• [Goal A] Return the part of the dump_page() email thread that opens with the words containing "We use dump_page()" and closes with "not do dump_mapping().".
• [Goal B] Translate this sentence from the dump_page() email thread into Spanish: "So I think dump_page() in its current form is not something we should expose to a userspace-reachable API."
• [Goal C] In the dump_page() email thread, which call is to be moved so that it comes before dump_page_lvl()?

• [Text section]
On Tue, Nov 19, 2024 at 7:52 AM Jann Horn jannh@google.com wrote:
On Tue, Nov 19, 2024 at 2:30 AM Pasha Tatashin pasha.tatashin@soleen.com wrote:
Can you point me to where a refcounted reference to the page comes from when page_detective_metadata() calls dump_page_lvl()?
I am sorry, I remembered incorrectly, we are getting reference right after dump_page_lvl() in page_detective_memcg() -> folio_try_get(); I will move the folio_try_get() to before dump_page_lvl().
So I think dump_page() in its current form is not something we should expose to a userspace-reachable API.
We use dump_page() all over WARN_ONs in MM code where pages might not be locked, but this is a good point, that while even the existing usage might be racy, providing a user-reachable API potentially makes it worse. I will see if I could add some locking before dump_page(), or make a dump_page variant that does not do dump_mapping().
To be clear, I am not that strongly opposed to racily reading data such that the data may not be internally consistent or such; but this is a case of racy use-after-free reads that might end up dumping entirely unrelated memory contents into dmesg. I think we should properly protect against that in an API that userspace can invoke. Otherwise, if we race, we might end up writing random memory contents into dmesg; and if we are particularly unlucky, those random memory contents could be PII or authentication tokens or such.

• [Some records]
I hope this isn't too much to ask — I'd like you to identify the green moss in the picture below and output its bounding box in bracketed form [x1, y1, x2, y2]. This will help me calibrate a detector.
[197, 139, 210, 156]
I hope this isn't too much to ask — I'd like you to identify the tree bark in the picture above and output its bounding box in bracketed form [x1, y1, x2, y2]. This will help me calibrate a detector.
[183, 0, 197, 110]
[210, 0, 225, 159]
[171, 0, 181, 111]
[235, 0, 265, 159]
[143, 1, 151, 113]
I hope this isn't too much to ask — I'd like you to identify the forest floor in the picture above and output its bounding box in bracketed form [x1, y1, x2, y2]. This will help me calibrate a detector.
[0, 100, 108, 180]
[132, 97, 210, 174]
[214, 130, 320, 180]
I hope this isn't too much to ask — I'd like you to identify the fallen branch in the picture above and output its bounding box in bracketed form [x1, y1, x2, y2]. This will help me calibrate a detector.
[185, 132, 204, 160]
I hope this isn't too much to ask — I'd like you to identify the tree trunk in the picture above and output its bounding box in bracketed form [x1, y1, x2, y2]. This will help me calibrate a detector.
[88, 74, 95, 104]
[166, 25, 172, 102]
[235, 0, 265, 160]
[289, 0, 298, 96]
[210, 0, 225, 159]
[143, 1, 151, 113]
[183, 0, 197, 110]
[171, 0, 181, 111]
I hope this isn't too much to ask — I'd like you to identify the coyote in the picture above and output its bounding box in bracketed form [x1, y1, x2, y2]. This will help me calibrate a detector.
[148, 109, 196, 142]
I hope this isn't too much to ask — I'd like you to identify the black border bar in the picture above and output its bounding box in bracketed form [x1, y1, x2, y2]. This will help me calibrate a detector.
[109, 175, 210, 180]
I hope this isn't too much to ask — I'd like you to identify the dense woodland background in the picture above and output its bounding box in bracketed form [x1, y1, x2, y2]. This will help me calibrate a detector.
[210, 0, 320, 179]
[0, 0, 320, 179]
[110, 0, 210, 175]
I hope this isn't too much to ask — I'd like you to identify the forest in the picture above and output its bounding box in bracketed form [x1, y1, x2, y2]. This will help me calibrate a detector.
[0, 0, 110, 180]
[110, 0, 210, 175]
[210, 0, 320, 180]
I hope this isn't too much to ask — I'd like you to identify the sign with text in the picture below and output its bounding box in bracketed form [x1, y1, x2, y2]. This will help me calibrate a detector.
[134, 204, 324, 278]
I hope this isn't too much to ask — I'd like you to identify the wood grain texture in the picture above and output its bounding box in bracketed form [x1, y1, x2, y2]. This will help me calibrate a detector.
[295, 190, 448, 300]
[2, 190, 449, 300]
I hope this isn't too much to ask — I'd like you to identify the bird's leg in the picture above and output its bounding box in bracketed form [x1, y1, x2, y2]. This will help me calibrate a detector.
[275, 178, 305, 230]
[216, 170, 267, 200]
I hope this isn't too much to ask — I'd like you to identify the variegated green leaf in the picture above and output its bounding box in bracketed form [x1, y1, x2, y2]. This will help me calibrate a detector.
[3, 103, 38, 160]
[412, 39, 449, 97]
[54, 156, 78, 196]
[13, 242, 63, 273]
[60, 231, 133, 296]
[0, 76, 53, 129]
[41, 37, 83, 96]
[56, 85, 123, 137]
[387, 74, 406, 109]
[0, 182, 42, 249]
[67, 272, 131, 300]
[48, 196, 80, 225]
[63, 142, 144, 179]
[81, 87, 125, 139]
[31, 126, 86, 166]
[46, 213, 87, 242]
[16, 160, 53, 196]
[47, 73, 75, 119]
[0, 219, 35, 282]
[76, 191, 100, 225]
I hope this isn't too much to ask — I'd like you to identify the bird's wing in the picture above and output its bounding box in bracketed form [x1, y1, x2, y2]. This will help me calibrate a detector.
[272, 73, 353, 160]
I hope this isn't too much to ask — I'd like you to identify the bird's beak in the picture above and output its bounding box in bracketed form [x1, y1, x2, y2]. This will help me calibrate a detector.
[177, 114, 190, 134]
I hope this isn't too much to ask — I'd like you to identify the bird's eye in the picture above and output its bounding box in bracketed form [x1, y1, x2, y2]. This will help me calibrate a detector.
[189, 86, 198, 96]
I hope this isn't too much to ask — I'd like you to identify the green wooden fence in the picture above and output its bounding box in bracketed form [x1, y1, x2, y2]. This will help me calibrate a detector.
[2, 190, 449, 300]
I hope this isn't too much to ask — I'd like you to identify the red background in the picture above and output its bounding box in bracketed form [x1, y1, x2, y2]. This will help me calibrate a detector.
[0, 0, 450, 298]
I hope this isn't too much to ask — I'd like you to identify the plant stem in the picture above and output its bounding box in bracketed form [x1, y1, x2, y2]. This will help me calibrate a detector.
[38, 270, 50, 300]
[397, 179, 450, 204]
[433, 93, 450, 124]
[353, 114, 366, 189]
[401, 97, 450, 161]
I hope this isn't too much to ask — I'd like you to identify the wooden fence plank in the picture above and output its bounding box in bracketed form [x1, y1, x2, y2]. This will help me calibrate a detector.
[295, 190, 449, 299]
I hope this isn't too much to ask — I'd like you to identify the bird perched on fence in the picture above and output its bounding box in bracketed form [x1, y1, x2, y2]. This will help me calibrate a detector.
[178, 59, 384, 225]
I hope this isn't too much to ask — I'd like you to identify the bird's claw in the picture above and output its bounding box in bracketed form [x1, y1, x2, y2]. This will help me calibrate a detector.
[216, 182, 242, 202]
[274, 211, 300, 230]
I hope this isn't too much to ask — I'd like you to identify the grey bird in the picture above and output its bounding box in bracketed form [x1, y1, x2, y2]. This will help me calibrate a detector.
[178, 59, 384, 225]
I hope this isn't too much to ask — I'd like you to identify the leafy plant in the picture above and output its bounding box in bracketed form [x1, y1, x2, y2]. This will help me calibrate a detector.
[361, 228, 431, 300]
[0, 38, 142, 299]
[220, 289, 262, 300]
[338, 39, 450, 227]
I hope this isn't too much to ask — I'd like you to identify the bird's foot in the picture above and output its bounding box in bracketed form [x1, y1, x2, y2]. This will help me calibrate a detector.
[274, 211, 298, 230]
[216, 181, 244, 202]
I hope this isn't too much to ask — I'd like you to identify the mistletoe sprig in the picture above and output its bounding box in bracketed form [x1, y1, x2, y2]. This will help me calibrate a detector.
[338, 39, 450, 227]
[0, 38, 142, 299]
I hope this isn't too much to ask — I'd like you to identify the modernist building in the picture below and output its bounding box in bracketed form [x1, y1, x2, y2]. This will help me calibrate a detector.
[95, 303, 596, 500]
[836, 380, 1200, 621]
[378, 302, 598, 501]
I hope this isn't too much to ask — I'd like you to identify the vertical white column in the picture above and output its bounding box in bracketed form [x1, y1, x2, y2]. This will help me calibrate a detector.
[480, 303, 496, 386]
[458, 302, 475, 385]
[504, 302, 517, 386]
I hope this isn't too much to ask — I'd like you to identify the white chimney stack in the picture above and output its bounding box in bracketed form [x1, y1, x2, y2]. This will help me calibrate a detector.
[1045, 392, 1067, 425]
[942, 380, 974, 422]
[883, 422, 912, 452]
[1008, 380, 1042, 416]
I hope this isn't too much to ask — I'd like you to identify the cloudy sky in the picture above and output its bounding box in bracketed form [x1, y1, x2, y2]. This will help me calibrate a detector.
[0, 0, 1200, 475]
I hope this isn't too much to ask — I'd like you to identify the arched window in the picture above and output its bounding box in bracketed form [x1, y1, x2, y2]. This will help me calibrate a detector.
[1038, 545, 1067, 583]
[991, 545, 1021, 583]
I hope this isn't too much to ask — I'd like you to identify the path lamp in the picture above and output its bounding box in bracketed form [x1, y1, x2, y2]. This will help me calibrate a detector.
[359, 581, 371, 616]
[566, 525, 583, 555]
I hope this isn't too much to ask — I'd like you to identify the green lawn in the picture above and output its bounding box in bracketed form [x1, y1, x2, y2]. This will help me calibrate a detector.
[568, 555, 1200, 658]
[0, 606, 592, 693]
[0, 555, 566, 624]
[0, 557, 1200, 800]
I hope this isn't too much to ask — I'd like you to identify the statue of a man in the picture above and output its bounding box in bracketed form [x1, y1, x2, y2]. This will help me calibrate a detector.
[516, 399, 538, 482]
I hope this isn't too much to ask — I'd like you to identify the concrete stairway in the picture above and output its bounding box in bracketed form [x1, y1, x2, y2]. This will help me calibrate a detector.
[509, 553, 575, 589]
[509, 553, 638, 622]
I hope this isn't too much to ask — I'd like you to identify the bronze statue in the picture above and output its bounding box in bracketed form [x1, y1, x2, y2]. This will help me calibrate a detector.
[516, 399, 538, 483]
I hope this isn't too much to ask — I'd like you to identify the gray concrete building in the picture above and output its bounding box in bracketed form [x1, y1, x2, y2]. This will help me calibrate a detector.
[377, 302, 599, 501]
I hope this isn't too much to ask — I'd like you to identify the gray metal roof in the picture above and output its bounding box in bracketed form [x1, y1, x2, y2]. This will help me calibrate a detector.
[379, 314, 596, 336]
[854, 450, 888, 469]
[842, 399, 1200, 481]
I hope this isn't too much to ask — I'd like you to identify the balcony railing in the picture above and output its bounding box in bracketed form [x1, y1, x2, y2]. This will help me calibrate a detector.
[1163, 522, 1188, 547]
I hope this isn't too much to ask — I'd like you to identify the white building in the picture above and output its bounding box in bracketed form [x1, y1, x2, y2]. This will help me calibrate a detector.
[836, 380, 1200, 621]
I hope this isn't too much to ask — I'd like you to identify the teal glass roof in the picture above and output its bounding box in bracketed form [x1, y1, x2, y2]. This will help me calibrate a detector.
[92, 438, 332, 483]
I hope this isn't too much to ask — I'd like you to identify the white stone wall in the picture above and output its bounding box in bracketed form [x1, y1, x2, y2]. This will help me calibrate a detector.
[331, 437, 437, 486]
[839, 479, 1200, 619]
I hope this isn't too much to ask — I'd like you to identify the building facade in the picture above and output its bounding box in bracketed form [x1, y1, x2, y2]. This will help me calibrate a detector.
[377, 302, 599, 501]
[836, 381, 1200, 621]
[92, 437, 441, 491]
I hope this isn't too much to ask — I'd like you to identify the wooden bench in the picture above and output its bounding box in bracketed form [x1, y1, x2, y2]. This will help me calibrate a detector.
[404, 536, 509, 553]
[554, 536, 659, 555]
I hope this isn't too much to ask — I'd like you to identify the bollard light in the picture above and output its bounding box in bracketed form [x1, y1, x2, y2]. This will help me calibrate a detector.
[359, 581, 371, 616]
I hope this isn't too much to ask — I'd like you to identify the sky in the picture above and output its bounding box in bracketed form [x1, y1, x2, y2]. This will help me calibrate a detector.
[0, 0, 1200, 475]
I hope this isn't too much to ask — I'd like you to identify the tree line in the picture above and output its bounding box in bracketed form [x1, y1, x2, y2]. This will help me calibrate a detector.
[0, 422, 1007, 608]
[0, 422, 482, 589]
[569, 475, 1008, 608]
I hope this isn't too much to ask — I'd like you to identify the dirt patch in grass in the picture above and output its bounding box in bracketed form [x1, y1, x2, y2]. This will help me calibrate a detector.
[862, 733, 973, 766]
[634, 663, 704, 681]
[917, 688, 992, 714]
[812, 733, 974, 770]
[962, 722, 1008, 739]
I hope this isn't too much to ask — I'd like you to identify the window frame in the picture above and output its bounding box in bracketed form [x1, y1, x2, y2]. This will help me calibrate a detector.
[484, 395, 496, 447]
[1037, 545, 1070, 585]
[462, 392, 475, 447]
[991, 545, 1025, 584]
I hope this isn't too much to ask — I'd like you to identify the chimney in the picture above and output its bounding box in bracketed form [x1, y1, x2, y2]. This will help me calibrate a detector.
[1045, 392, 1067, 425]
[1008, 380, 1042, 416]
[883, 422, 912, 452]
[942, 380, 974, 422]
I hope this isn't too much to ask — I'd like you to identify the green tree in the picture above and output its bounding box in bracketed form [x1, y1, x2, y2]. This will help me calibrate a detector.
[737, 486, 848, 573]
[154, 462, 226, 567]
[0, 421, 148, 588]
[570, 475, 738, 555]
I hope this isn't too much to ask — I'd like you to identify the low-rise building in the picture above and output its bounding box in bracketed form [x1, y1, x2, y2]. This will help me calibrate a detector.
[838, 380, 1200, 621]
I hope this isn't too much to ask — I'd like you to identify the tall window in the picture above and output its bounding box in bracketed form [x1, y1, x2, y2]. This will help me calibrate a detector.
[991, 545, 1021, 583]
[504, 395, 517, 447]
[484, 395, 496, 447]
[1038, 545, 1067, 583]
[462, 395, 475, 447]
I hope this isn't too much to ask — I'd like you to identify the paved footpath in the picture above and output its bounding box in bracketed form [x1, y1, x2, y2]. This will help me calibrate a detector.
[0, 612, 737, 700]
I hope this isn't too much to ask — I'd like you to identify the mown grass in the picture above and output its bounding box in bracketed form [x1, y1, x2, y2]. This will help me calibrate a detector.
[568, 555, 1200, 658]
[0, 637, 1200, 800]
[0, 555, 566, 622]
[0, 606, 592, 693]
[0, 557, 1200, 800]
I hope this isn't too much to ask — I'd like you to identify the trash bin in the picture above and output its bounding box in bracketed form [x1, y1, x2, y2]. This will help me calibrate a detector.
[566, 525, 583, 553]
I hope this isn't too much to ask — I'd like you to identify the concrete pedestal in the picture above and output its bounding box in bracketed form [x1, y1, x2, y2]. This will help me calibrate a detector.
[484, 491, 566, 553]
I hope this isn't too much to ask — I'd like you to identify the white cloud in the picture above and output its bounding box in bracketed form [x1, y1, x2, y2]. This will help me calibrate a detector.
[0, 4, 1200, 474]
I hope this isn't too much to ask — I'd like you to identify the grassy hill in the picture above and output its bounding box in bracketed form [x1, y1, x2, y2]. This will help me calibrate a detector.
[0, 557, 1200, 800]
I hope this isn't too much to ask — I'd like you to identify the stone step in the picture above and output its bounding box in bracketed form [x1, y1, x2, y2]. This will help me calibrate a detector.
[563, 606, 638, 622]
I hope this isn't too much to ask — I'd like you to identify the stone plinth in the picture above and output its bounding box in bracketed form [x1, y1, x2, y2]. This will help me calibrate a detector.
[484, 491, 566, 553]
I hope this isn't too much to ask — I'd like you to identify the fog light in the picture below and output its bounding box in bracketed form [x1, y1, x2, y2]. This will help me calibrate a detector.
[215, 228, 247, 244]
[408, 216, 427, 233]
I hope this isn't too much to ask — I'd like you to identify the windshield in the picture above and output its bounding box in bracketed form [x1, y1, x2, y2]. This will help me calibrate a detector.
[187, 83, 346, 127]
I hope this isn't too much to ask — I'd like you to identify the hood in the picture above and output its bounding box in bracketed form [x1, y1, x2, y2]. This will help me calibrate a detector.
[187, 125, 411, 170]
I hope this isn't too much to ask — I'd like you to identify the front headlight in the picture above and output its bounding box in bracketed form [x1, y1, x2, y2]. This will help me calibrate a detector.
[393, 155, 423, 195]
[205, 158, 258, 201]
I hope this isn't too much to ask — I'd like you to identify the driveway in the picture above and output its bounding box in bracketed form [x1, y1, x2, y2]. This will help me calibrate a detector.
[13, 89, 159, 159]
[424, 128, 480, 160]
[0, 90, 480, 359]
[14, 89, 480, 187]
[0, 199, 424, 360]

• [Exercise solution A]
We use dump_page() all over WARN_ONs in MM code where pages might not be locked, but this is a good point, that while even the existing usage might be racy, providing a user-reachable API potentially makes it worse. I will see if I could add some locking before dump_page(), or make a dump_page variant that does not do dump_mapping().

• [Exercise solution B] Así que creo que dump_page() en su forma actual no es algo que debamos exponer a una API accesible desde el espacio de usuario.

• [Exercise solution C] folio_try_get()